Requirement:
Output every line of the entries from the line containing "on the gondola" through the last, exactly, with no other content.

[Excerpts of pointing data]
_ _ _ _ _ _ _

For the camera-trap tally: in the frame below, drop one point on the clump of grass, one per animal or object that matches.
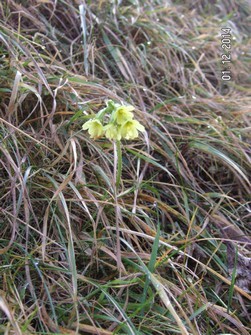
(184, 188)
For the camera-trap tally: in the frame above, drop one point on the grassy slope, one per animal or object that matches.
(189, 177)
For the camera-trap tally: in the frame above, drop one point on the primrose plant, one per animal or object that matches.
(120, 123)
(115, 122)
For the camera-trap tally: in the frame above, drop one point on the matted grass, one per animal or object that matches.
(185, 187)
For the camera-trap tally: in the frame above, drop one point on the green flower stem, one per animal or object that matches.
(119, 164)
(117, 180)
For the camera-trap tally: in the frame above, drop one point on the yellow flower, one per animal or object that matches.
(123, 114)
(112, 132)
(129, 129)
(95, 128)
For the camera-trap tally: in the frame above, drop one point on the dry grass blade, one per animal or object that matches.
(180, 207)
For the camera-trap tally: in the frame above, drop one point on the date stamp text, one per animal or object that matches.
(226, 44)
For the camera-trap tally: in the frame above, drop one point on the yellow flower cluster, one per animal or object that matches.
(121, 124)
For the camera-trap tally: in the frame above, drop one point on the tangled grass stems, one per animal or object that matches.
(190, 176)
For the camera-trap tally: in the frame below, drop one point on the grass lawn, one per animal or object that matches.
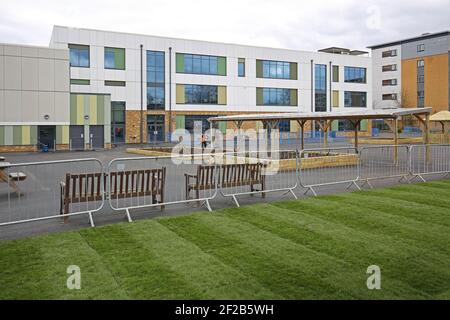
(317, 248)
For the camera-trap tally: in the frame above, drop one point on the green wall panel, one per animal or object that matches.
(223, 127)
(363, 126)
(180, 122)
(73, 109)
(17, 135)
(119, 58)
(222, 66)
(2, 135)
(101, 109)
(293, 70)
(335, 125)
(180, 62)
(294, 98)
(259, 69)
(259, 96)
(9, 135)
(33, 134)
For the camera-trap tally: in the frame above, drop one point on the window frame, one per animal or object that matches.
(73, 46)
(115, 67)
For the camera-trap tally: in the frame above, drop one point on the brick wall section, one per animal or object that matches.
(132, 127)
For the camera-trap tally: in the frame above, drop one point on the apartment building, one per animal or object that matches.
(37, 107)
(158, 85)
(412, 72)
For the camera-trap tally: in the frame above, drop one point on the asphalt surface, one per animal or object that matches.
(41, 190)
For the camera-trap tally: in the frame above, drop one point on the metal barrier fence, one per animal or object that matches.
(428, 160)
(328, 166)
(39, 191)
(257, 172)
(382, 162)
(144, 182)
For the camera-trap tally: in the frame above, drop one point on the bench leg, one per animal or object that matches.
(127, 214)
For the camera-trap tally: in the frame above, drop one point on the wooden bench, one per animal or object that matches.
(230, 175)
(86, 187)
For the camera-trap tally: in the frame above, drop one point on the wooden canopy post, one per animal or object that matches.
(395, 141)
(302, 123)
(426, 134)
(355, 128)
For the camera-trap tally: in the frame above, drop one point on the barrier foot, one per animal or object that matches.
(312, 191)
(293, 194)
(91, 220)
(235, 200)
(208, 206)
(417, 176)
(127, 213)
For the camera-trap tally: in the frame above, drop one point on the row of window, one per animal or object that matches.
(80, 57)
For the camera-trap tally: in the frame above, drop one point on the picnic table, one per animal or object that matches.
(12, 178)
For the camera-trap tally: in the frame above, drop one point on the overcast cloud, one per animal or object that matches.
(290, 24)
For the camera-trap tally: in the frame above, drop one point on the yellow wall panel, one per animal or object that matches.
(26, 135)
(93, 110)
(80, 109)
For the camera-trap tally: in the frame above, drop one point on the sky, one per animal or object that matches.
(301, 25)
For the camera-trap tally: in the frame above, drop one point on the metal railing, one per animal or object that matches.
(144, 182)
(257, 172)
(33, 191)
(328, 166)
(428, 160)
(383, 162)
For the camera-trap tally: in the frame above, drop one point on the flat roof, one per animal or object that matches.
(421, 37)
(392, 113)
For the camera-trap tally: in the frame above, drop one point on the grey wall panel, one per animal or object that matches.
(62, 107)
(46, 75)
(30, 106)
(433, 46)
(30, 74)
(13, 106)
(2, 105)
(2, 72)
(47, 106)
(62, 75)
(13, 76)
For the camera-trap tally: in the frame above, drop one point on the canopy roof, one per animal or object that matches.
(393, 113)
(441, 116)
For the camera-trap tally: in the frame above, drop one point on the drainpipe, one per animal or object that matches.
(331, 71)
(170, 94)
(141, 127)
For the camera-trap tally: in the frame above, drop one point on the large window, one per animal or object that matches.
(201, 64)
(320, 90)
(117, 122)
(355, 75)
(420, 83)
(200, 94)
(79, 56)
(276, 69)
(197, 123)
(389, 53)
(335, 73)
(155, 80)
(276, 97)
(355, 99)
(241, 67)
(115, 58)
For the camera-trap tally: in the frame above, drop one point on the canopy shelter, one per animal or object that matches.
(443, 117)
(325, 119)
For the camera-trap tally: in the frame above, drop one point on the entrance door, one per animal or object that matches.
(47, 136)
(76, 134)
(155, 127)
(96, 136)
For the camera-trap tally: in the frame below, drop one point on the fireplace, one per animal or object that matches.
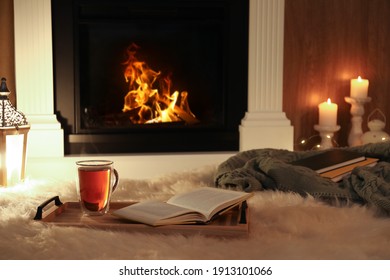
(190, 61)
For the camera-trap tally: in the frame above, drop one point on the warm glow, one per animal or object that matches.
(149, 99)
(14, 144)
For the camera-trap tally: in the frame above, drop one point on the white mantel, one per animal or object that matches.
(264, 125)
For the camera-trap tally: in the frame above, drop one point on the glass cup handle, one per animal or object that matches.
(116, 180)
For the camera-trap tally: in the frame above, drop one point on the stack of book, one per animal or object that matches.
(335, 164)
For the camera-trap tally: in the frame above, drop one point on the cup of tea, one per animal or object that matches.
(96, 180)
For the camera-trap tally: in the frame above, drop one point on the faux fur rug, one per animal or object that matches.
(282, 226)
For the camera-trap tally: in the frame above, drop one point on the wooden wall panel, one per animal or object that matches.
(327, 43)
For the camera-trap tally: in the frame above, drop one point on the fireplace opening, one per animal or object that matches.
(150, 76)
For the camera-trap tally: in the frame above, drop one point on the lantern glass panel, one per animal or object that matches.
(14, 157)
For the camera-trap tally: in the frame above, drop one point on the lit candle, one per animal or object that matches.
(359, 88)
(327, 113)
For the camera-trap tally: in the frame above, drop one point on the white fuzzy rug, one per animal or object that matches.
(282, 226)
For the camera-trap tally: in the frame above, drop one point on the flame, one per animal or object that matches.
(149, 99)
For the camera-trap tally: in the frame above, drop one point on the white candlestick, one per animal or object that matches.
(359, 88)
(327, 113)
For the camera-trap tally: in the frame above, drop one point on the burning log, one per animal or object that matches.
(152, 106)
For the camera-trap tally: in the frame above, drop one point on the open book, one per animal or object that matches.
(197, 206)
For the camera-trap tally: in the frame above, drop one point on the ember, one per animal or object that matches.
(149, 99)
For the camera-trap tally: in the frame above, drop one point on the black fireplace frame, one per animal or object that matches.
(151, 139)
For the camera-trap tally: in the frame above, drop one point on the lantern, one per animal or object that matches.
(13, 140)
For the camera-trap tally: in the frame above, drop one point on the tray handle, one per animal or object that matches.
(57, 202)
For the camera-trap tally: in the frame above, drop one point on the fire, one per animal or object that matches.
(149, 99)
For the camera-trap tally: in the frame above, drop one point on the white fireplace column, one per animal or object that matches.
(34, 77)
(265, 125)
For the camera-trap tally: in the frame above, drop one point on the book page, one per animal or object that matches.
(157, 213)
(207, 200)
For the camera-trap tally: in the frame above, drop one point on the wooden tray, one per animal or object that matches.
(232, 223)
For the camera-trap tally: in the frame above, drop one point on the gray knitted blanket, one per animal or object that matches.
(270, 169)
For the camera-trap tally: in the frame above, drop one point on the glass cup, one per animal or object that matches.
(96, 181)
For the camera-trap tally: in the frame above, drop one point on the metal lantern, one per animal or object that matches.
(13, 140)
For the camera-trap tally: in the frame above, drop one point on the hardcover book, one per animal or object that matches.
(199, 206)
(339, 173)
(329, 160)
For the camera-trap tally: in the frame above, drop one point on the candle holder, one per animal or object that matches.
(357, 112)
(326, 133)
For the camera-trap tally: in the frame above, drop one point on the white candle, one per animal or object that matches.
(359, 88)
(327, 113)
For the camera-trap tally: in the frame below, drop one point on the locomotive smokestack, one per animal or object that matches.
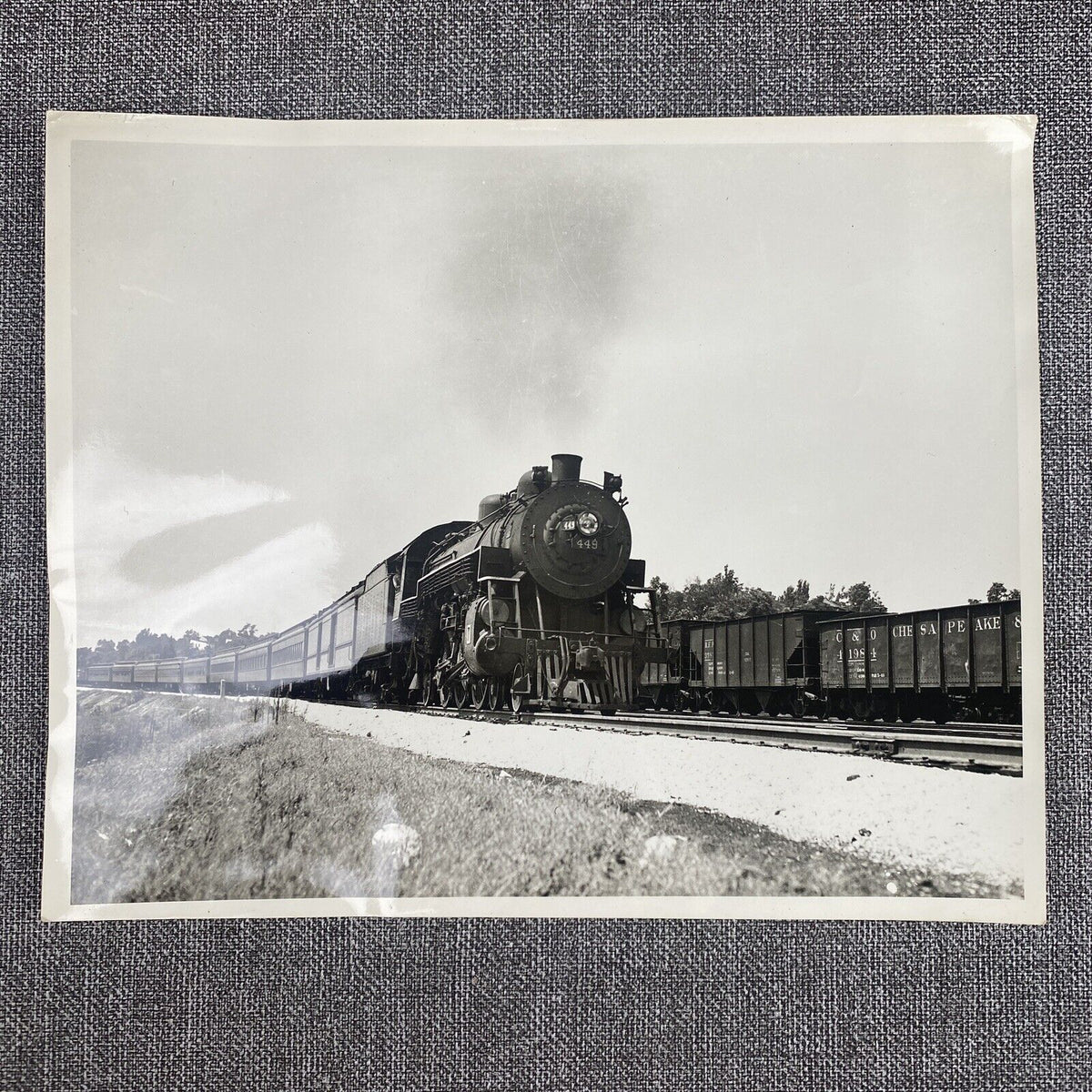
(566, 468)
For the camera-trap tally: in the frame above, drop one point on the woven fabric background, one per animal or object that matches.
(551, 1005)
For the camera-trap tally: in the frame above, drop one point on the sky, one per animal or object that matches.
(288, 361)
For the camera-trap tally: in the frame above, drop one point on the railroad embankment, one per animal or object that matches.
(179, 797)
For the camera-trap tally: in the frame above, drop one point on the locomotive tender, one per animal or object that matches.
(538, 603)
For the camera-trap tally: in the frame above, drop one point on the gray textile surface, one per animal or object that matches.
(560, 1005)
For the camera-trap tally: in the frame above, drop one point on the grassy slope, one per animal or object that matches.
(181, 798)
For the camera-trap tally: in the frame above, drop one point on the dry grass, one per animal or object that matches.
(181, 798)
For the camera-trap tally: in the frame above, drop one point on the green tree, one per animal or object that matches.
(861, 599)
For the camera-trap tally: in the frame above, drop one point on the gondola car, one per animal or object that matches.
(535, 603)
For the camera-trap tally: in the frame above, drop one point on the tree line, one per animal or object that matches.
(725, 595)
(148, 645)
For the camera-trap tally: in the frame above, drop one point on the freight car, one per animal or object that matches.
(536, 603)
(763, 664)
(935, 665)
(928, 664)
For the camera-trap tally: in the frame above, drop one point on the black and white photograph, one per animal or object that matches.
(544, 518)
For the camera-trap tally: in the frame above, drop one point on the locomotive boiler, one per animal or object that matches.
(539, 602)
(535, 603)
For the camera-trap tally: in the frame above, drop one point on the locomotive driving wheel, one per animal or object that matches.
(460, 693)
(480, 693)
(516, 697)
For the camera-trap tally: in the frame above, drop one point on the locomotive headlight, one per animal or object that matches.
(588, 523)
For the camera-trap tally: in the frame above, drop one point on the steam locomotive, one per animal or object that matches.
(536, 604)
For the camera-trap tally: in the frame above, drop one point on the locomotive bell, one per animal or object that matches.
(490, 505)
(532, 483)
(566, 468)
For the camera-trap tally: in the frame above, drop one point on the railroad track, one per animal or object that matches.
(989, 748)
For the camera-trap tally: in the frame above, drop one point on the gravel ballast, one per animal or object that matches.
(916, 816)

_ _ _ _ _ _ _

Response:
For the camera-trap tally: in the frame above, drop one point on the gondola car, one per animal or object that matches.
(535, 603)
For the camera-trap tally: in the frame above, drop one point on the tree line, one per animal or object that matches.
(725, 595)
(148, 645)
For the camera-trap tally: in the frame above, drop one point on the freight car, one per animal or object that matches.
(536, 603)
(763, 664)
(935, 665)
(928, 664)
For the camera-trap tally: in the frame above, drop one point on the black and white photograph, one per animal or object that matches.
(544, 518)
For the camera-trap tally: in the frame above, drop one point on the locomotive boiler, one per animal or object that matches.
(539, 602)
(535, 603)
For the camera-trap tally: in the frame above, drop one point on the locomotive driving wheel, one per animal or object that matches.
(460, 693)
(480, 693)
(516, 697)
For the camera-trap tally: in the frame above, drop one point on the locomotive headlight, one per animal or object that matches.
(588, 523)
For the camera-trap tally: in the frame above, drop one point on the steam locomotive, one per animal or object that matches.
(536, 604)
For the camera-trap tally: in the frame above, drop one point on the locomotive bell, one per animal or object that matches.
(490, 505)
(532, 483)
(566, 468)
For the camera-trap tally: in the frame above, drop one point on the railroad track, one per animal or object that matches.
(989, 748)
For the camera-trap tally: in the frame above, drop one point on the gravel ballast, one per animal or object that matches.
(916, 816)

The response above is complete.